Document section ::
━━━━━━━━━━━━━━━━━━━━
Thomas was born in Brechfa near Llandysul. He had two brothers, one of whom, Evan, was the father of David John Thomas, father of Dylan. William studied at the Presbyterian College in Carmarthen, but won a scholarship which enabled him to go on to the University of Glasgow in 1856. After graduating, he became a minister at Llwynrhydowen, and for a time acted as a tutor to William Thomas (Islwyn), the poet. As well as his poems, which were published in 1859, he wrote hymns and stories, and a novel which was published in 1855 in the periodical Seren Gomer. He translated works by Alfred, Lord Tennyson, Robert Browning and Alexander Pope into the Welsh language. He married and had ten children. In 1872 the family moved back to Carmarthen.

==Influence==
An advocate of the views of Theodore Parker, Gwilym Marles became a champion of Unitarianism, and has been called "the founder of modern Unitarianism in Wales", so much did his beliefs diverge from those of other Unitarian ministers. He opened a grammar school, and was politically active, supporting local farmers in a tithe war and campaigning on behalf of the Liberal Party in Parliamentary elections. In 1876, local landlords evicted him from his chapel as a result of these activities. The members of the congregation, who supported him, were also evicted.
━━━━━━━━━━━━━━━━━━━━
Data supplied ::
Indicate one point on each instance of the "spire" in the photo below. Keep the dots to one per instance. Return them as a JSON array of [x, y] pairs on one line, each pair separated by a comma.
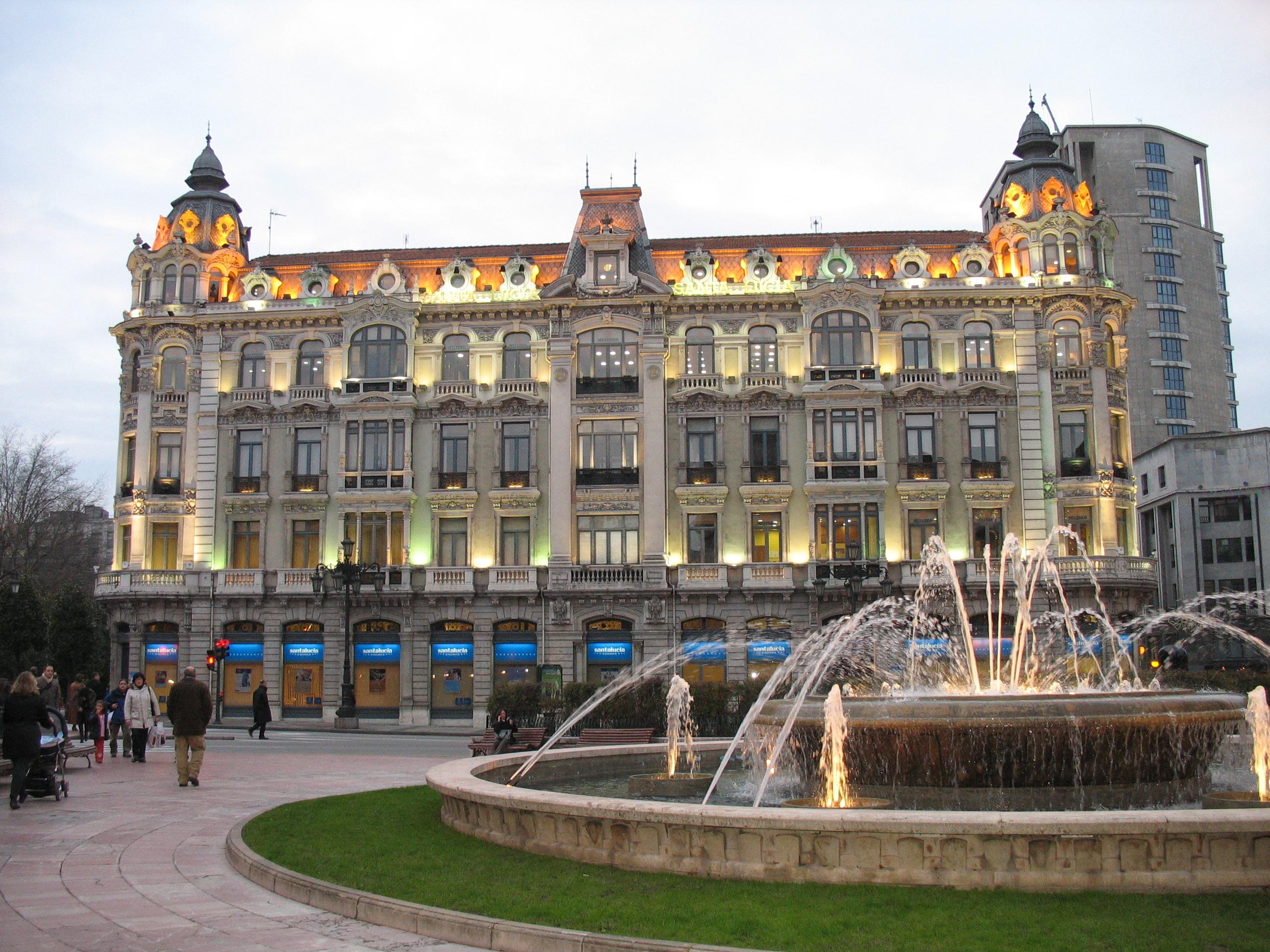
[[207, 174]]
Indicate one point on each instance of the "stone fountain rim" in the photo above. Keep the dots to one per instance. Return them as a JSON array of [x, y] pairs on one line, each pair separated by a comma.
[[465, 780]]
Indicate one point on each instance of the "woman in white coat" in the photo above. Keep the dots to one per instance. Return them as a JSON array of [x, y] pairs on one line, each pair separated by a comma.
[[140, 713]]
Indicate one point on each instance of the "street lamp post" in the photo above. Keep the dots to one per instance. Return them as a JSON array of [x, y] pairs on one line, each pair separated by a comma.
[[348, 577]]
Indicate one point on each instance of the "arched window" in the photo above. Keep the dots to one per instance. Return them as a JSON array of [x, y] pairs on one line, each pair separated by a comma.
[[917, 346], [841, 339], [376, 352], [699, 355], [310, 368], [252, 367], [172, 375], [1050, 245], [454, 358], [978, 344], [1067, 344], [188, 282], [516, 356], [1071, 260], [608, 361], [762, 350]]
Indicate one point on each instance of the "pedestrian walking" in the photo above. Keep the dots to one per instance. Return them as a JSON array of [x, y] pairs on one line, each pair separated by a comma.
[[50, 689], [115, 705], [190, 709], [98, 729], [261, 713], [24, 713], [142, 714]]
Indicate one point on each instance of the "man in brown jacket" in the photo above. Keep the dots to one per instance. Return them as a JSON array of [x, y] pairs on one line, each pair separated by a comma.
[[190, 709]]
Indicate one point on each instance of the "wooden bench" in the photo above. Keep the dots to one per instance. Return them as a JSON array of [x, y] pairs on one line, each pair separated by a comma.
[[524, 739]]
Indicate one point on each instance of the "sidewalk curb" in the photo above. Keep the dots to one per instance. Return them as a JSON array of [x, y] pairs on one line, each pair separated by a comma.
[[445, 925]]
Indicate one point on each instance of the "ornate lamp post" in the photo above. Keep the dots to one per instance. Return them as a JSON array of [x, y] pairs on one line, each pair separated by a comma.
[[348, 577]]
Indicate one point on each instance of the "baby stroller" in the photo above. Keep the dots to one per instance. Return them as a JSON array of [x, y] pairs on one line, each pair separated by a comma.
[[48, 777]]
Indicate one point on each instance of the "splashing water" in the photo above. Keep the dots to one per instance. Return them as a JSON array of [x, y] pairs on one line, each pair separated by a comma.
[[680, 728], [1259, 720], [833, 753]]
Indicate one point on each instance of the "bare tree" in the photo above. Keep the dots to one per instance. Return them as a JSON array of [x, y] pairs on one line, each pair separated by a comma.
[[42, 536]]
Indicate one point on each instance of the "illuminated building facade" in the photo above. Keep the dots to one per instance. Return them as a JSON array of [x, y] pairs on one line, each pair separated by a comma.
[[571, 456]]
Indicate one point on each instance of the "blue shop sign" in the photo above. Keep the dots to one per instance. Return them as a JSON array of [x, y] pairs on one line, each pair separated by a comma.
[[248, 654], [454, 653], [370, 654], [767, 650], [610, 653], [516, 651], [158, 654], [703, 651], [297, 654]]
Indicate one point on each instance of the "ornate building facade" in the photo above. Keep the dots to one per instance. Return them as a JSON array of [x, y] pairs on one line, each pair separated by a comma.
[[568, 457]]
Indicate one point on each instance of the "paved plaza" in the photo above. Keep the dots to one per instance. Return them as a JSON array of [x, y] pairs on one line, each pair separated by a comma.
[[132, 861]]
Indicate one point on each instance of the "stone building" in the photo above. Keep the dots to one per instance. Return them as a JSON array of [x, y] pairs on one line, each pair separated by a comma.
[[568, 457]]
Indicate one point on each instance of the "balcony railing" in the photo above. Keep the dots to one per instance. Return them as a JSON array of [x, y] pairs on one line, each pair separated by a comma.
[[628, 476], [700, 474], [166, 487], [921, 469], [513, 578], [588, 386], [707, 575]]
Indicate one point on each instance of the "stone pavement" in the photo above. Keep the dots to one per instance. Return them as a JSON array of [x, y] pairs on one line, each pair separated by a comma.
[[130, 861]]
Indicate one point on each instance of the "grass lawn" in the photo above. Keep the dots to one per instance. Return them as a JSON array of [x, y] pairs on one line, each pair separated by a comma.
[[393, 843]]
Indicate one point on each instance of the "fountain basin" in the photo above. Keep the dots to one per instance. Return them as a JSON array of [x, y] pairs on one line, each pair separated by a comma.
[[662, 785], [1023, 752], [1235, 800]]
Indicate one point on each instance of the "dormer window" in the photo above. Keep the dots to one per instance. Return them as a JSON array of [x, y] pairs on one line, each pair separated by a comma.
[[606, 268]]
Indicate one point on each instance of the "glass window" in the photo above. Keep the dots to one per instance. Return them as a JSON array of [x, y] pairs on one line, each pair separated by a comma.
[[305, 545], [513, 540], [188, 284], [1067, 344], [517, 363], [923, 524], [309, 370], [703, 545], [453, 541], [917, 346], [765, 531], [455, 357], [986, 531], [762, 350], [252, 370], [164, 554], [245, 545], [699, 351], [378, 351], [172, 370], [841, 339], [608, 540], [978, 344]]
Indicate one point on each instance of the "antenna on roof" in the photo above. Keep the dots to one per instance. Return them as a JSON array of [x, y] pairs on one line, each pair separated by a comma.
[[272, 216]]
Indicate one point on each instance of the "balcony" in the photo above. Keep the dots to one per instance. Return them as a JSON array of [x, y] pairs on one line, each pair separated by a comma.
[[591, 386], [247, 484], [449, 582], [513, 579], [702, 474], [166, 487], [921, 469], [767, 575], [530, 387], [627, 476], [711, 575]]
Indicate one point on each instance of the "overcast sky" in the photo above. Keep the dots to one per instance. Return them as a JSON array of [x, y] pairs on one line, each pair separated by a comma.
[[469, 123]]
━━━━━━━━━━━━━━━━━━━━
What you will do :: Say whether each statement agrees with the passage on Gwilym Marles, answering yes or no and quoting the words of the passage that decide it. 1. He went to the University of Glasgow in 1856. 2. His poems were published before his novel. 3. Only he was evicted from his chapel in 1876.

Answer ::
1. Yes: "won a scholarship which enabled him to go on to the University of Glasgow in 1856"
2. No: "a novel which was published in 1855" and "his poems, which were published in 1859"
3. No: "The members of the congregation, who supported him, were also evicted."